THE TASK
Locate every line in the data below that contains the string "black", matching case exactly, and copy each of those lines.

SOURCE DATA

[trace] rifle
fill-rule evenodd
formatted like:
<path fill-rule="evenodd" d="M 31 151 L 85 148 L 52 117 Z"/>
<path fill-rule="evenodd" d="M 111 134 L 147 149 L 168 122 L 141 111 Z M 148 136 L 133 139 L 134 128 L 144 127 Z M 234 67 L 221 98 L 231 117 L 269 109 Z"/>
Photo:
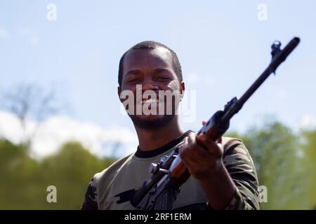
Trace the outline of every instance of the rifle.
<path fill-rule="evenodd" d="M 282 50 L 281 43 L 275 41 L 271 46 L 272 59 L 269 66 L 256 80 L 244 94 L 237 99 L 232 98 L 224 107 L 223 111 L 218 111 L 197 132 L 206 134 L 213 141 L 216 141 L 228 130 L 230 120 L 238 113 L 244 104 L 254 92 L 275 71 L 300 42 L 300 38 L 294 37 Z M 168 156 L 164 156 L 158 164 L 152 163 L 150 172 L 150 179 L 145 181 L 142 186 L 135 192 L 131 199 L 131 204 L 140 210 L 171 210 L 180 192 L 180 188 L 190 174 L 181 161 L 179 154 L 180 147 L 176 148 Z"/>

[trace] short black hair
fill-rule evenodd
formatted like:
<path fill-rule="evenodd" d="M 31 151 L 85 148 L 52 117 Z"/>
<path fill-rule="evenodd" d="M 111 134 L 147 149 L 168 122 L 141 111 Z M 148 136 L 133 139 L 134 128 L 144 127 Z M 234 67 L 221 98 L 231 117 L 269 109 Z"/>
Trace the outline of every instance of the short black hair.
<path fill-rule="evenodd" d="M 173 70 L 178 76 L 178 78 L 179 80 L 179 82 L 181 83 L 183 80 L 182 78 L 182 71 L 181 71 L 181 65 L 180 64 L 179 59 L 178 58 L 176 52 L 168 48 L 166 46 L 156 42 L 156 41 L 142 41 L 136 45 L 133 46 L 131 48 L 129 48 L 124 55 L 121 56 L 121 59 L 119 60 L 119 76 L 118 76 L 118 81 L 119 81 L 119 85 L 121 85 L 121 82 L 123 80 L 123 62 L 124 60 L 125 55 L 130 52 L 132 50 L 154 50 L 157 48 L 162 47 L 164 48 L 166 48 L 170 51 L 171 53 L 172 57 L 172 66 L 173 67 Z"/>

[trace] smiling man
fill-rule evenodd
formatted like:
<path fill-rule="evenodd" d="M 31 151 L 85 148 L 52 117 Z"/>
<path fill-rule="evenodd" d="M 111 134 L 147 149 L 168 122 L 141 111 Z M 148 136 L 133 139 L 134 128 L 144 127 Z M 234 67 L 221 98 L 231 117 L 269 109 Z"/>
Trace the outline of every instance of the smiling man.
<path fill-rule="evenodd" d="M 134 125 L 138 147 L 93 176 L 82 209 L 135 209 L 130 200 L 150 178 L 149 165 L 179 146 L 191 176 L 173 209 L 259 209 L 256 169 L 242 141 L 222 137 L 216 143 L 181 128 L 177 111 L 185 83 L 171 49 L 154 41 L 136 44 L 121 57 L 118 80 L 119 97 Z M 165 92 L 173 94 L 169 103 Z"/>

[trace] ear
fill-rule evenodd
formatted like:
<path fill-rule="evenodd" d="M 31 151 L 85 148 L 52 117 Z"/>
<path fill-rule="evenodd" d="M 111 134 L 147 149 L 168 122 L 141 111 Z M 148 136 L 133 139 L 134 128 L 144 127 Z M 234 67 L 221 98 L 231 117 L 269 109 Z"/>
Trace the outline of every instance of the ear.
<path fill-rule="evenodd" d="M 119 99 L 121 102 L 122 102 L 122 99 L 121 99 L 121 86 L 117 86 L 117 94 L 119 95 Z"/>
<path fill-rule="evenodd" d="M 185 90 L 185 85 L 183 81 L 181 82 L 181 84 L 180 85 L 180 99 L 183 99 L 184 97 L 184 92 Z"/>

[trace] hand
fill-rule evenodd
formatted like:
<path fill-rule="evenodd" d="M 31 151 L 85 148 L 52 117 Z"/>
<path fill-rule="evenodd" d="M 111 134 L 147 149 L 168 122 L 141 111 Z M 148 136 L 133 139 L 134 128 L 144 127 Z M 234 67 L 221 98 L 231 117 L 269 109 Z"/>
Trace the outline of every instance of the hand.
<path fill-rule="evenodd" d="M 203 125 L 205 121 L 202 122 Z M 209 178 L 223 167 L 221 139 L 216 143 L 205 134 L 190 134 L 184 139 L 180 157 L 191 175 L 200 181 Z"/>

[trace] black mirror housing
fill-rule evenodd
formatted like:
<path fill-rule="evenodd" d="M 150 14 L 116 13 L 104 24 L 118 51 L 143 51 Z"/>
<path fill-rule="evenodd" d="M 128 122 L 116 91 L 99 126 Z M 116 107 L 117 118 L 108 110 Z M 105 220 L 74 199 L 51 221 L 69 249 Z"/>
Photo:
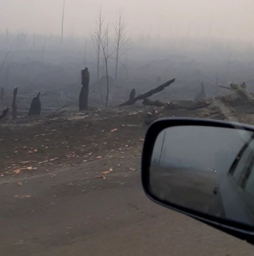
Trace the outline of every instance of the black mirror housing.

ANSWER FOR THE TASK
[trace] short black hair
Trace the outline of every instance of the short black hair.
[trace] black mirror housing
Trace the outline of every instance of the black mirror housing.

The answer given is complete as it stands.